Quote verbatim the lines below, from the line containing "Find every instance of the white island" down to the end of the records.

• • • • • • •

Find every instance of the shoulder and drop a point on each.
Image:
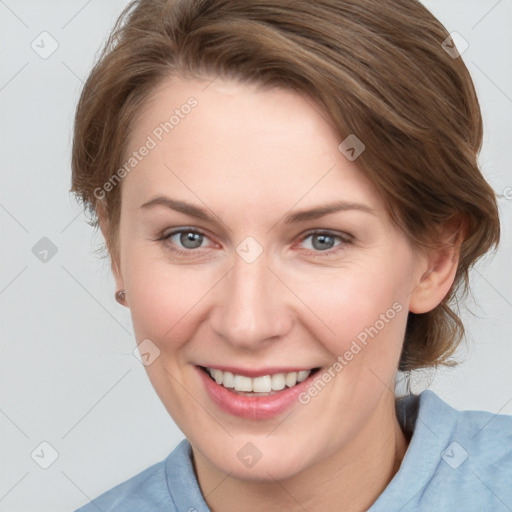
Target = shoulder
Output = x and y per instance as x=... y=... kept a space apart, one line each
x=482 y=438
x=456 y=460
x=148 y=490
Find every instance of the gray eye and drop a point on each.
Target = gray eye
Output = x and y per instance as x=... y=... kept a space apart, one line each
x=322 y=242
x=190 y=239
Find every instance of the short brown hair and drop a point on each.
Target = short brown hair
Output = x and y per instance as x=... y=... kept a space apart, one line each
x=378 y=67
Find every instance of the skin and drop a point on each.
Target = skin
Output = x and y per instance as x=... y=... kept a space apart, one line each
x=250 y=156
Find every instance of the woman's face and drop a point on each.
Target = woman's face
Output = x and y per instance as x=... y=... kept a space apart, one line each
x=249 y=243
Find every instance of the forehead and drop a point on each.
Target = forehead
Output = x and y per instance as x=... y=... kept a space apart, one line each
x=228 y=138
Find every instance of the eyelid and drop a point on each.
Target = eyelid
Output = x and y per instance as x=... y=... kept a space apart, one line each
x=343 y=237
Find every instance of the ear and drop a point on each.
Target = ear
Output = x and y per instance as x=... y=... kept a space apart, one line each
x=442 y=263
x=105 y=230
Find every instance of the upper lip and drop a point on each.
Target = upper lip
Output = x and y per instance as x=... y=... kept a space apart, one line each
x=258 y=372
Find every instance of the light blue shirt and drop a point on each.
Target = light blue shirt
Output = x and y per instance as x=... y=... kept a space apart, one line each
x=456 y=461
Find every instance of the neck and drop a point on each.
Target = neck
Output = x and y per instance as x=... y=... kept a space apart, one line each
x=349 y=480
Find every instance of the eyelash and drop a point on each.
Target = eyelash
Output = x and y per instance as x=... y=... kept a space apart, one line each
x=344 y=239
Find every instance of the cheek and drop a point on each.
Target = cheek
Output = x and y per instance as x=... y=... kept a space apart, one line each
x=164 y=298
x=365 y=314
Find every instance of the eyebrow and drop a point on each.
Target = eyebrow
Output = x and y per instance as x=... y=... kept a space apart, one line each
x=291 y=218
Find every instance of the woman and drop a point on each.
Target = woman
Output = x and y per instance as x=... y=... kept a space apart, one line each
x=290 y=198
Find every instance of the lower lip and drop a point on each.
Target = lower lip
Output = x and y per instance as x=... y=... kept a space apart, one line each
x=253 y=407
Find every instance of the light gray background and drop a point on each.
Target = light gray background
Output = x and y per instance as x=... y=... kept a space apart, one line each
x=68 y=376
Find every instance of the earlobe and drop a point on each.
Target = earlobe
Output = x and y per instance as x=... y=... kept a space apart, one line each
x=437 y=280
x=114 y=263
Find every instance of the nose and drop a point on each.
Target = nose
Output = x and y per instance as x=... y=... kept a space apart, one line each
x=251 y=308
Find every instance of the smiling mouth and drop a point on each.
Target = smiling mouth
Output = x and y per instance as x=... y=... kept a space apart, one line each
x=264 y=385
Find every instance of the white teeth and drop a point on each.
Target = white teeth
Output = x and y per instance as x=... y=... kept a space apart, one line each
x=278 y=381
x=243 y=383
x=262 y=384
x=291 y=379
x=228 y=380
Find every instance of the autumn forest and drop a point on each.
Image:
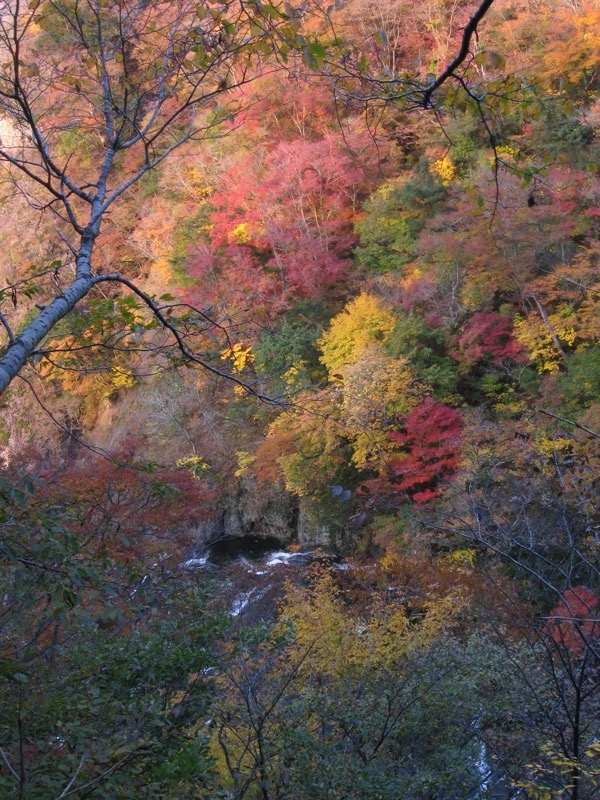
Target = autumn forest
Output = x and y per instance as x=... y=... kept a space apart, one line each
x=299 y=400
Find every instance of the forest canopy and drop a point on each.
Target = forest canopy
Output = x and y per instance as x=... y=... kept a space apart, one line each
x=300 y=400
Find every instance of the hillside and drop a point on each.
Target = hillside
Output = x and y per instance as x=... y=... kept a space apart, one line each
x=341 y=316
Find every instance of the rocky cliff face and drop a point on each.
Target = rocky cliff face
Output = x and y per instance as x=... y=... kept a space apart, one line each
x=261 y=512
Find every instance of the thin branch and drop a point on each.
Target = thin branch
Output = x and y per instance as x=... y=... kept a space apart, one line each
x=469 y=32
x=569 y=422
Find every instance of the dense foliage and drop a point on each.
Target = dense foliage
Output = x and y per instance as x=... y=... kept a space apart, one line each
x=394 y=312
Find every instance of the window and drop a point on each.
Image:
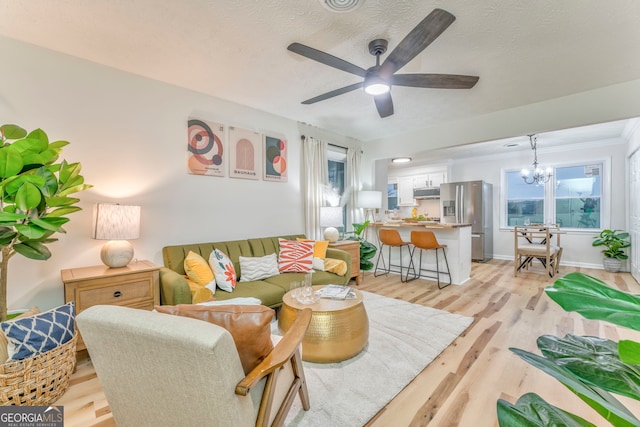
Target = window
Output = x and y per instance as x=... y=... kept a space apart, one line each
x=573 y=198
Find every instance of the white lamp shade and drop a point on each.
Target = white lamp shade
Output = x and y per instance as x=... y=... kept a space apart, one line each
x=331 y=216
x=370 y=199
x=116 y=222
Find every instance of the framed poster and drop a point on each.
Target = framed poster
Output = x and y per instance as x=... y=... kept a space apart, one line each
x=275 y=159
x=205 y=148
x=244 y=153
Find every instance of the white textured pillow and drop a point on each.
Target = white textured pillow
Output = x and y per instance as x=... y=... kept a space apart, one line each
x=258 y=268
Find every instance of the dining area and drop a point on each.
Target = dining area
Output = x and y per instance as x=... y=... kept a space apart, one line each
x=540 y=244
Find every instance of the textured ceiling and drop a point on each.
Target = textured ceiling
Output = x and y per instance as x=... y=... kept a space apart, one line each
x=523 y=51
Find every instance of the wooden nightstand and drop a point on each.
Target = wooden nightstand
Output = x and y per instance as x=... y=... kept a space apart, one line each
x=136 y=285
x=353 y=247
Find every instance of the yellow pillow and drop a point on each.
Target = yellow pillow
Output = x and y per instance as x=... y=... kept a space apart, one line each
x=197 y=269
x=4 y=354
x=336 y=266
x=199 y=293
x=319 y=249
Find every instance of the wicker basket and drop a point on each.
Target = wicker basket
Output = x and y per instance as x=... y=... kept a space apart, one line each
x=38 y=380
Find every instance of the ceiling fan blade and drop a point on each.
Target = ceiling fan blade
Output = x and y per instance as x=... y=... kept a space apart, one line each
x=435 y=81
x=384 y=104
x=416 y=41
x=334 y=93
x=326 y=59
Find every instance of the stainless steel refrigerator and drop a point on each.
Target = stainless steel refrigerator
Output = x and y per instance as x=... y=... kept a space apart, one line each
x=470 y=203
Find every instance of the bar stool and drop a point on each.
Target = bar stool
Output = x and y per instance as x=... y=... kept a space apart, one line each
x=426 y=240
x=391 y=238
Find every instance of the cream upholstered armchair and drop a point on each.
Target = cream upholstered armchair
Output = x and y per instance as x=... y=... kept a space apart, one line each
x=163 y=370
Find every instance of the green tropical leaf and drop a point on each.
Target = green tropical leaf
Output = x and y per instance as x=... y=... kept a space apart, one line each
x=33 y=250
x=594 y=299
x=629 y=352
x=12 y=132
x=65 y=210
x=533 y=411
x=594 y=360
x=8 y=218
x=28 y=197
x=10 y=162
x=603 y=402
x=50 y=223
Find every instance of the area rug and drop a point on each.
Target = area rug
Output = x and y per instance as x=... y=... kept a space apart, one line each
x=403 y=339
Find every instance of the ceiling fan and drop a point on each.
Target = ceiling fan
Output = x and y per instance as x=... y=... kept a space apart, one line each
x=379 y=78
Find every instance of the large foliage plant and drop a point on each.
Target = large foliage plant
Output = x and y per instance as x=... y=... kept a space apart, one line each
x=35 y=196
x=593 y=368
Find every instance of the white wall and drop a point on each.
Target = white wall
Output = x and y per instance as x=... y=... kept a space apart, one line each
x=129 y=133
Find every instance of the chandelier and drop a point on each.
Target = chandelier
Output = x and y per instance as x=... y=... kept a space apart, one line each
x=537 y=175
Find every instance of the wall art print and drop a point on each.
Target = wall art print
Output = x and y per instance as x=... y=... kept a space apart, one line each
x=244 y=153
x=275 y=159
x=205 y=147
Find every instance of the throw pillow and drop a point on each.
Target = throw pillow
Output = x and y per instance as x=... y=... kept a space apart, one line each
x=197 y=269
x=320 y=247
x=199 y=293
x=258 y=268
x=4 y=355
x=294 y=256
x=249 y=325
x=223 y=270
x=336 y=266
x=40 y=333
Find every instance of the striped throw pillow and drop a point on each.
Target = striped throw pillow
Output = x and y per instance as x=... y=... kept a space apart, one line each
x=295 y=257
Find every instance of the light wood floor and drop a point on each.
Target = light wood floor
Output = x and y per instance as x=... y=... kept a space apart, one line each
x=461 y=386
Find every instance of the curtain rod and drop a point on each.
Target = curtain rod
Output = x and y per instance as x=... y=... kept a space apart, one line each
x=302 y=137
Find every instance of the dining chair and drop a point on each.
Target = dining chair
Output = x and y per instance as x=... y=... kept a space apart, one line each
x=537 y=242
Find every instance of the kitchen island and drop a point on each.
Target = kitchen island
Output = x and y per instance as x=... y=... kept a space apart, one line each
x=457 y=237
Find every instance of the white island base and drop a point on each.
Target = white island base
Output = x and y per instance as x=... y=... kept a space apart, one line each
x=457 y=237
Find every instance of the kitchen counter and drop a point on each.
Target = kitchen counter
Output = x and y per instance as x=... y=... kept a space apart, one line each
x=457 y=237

• • • • • • •

### Written reply
Find every instance of the white island base and drop a point on each.
Target = white island base
Output = x and y per instance as x=... y=... kept a space apart, one line each
x=457 y=237
Find every instance of the kitchen counter and drop a point on each.
Target = kitchen counter
Output = x and y per instance as x=... y=... kept a space apart, one line each
x=457 y=237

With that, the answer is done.